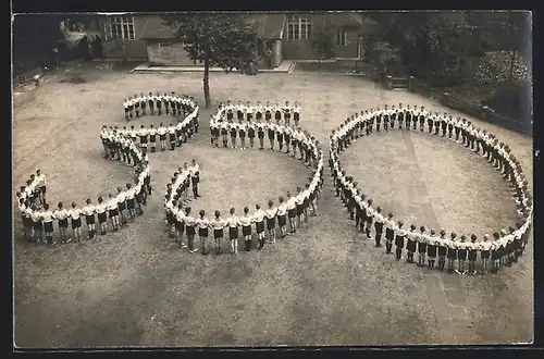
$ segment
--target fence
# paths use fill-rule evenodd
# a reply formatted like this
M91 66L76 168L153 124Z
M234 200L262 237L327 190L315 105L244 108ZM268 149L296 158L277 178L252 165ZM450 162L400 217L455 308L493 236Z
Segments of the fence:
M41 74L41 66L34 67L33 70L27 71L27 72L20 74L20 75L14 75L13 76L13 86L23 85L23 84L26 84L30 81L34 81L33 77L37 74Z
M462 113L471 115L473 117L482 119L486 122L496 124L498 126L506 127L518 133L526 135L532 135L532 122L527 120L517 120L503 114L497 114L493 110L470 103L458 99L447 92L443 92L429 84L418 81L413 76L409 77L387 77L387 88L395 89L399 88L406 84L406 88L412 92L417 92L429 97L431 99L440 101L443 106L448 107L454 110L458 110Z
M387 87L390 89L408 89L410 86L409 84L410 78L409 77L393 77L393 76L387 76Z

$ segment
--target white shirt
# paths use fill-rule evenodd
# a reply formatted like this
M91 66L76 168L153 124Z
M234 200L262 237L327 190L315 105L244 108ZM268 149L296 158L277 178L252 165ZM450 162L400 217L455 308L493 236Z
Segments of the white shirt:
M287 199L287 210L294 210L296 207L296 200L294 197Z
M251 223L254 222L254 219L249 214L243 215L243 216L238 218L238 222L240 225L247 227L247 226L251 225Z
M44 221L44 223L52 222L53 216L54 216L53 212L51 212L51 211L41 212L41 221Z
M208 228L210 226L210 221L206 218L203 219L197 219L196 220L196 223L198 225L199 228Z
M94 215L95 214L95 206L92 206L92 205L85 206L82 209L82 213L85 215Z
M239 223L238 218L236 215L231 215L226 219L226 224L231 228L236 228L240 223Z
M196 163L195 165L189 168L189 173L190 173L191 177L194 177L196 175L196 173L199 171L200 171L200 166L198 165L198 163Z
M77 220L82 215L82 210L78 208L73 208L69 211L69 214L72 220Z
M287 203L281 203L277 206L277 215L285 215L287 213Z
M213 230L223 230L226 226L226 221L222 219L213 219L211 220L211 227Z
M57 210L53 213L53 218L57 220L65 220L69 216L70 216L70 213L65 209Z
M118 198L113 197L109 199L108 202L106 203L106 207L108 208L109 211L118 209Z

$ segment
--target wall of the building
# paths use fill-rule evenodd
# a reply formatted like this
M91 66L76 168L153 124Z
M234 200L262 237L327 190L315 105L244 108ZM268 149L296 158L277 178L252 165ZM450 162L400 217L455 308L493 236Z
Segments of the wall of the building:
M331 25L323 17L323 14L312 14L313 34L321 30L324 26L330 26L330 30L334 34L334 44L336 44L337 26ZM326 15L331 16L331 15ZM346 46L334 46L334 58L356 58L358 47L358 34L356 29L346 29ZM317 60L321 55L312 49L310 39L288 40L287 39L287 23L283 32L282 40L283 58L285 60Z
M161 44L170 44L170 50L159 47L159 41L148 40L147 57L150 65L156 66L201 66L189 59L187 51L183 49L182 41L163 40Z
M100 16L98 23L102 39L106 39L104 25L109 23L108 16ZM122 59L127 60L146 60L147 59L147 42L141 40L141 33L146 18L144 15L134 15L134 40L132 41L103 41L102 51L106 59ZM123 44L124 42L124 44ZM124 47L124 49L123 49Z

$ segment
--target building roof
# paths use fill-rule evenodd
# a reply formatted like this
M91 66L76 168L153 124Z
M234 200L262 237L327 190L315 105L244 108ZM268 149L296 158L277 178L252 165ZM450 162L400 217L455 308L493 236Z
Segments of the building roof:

* * *

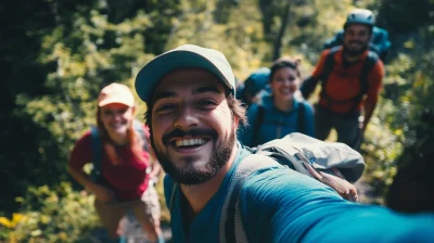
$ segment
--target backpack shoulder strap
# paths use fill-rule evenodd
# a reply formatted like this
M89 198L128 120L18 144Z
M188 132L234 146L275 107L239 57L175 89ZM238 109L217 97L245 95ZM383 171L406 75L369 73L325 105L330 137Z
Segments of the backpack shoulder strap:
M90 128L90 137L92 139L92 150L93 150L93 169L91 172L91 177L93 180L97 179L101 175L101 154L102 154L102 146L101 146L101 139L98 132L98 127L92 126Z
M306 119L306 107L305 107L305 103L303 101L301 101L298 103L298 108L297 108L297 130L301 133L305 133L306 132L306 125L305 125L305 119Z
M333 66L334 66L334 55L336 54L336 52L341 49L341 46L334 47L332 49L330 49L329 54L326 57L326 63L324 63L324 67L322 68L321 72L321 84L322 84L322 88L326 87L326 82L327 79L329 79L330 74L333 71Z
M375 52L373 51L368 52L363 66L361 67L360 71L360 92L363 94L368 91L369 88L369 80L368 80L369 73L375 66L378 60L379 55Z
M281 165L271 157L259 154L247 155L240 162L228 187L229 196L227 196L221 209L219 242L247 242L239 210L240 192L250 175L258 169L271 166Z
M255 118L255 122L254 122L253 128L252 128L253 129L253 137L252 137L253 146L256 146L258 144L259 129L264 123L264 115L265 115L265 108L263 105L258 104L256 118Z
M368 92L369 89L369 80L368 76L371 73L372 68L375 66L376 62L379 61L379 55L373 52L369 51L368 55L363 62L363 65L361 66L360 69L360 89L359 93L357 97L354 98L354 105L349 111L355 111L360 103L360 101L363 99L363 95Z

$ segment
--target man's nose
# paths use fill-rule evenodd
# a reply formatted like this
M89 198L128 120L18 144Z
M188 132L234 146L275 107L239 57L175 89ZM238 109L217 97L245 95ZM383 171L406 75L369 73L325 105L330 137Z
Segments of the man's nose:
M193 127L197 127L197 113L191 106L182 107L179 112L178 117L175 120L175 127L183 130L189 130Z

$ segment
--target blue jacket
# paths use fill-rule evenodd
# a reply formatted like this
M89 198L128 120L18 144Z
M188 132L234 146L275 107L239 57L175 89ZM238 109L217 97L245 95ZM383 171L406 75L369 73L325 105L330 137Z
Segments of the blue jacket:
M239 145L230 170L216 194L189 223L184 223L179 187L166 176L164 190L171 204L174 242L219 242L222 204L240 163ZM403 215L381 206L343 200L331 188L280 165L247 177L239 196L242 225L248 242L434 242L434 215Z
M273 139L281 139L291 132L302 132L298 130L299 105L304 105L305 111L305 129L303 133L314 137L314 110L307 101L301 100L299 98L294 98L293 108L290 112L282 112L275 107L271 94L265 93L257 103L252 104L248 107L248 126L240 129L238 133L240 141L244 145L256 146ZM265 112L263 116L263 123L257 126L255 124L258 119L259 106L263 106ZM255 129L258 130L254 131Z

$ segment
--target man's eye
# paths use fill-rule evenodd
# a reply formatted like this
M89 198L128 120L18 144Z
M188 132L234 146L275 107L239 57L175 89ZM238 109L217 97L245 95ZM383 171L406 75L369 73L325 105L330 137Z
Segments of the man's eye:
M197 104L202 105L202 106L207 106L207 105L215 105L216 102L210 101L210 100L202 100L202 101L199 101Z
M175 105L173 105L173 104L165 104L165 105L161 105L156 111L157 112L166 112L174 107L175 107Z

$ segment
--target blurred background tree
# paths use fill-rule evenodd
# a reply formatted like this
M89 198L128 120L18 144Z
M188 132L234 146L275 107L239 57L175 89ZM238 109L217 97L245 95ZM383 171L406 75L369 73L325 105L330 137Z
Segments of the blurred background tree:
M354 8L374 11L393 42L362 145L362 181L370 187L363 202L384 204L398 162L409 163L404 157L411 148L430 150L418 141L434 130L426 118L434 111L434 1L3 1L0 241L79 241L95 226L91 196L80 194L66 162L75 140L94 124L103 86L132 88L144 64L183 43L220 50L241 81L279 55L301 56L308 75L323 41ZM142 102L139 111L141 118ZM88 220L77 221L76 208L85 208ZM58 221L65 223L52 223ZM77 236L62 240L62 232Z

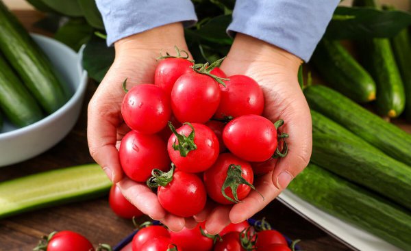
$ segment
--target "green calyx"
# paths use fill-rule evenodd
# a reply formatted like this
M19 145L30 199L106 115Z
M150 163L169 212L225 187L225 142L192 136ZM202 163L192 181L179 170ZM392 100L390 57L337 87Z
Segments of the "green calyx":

* * *

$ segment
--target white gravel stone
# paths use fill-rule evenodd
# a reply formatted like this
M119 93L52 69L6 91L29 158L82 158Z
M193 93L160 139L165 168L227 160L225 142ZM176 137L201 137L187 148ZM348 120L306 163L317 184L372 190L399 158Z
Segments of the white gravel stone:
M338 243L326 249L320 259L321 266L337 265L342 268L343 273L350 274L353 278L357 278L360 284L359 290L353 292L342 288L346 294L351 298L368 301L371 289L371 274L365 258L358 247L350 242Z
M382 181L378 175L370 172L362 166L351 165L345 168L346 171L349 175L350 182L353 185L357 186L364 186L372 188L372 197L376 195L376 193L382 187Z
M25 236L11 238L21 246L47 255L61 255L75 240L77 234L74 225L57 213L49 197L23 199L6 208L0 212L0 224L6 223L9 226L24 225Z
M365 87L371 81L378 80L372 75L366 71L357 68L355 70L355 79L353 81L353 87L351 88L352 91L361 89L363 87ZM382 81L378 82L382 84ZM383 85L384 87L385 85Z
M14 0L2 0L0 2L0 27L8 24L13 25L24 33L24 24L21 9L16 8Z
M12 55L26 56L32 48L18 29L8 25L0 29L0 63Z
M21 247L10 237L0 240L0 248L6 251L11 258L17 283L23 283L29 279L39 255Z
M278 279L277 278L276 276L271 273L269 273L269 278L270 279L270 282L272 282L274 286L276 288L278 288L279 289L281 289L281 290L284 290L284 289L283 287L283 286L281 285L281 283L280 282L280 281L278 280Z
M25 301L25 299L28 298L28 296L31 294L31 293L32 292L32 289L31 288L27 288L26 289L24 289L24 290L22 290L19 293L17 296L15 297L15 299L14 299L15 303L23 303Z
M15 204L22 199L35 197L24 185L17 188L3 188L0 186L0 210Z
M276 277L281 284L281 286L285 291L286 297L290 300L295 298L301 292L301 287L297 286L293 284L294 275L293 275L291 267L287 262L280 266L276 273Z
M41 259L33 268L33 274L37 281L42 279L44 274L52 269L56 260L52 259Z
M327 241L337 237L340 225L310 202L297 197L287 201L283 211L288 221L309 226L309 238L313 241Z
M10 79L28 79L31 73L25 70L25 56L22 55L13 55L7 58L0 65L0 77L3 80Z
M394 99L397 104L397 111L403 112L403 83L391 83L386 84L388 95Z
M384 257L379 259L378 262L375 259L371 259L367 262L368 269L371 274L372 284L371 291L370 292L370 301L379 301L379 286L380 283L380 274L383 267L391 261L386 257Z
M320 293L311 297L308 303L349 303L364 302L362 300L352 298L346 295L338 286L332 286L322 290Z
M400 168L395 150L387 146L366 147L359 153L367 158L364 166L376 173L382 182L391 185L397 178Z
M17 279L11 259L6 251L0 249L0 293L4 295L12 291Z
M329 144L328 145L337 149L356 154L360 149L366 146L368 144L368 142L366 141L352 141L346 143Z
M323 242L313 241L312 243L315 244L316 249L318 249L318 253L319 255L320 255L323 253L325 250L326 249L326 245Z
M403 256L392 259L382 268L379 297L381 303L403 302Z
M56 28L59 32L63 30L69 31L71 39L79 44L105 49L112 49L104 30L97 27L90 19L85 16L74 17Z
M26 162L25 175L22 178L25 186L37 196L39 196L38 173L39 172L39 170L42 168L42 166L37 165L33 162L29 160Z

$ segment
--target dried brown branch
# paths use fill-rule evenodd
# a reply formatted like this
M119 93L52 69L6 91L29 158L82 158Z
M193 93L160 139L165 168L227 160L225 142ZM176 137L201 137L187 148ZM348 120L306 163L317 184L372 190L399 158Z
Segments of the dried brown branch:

Set problem ▸ Collect every line of the material that contains the string "background", matching case exactly.

Solution to this task ▸
--target blurred background tree
Segments of the blurred background tree:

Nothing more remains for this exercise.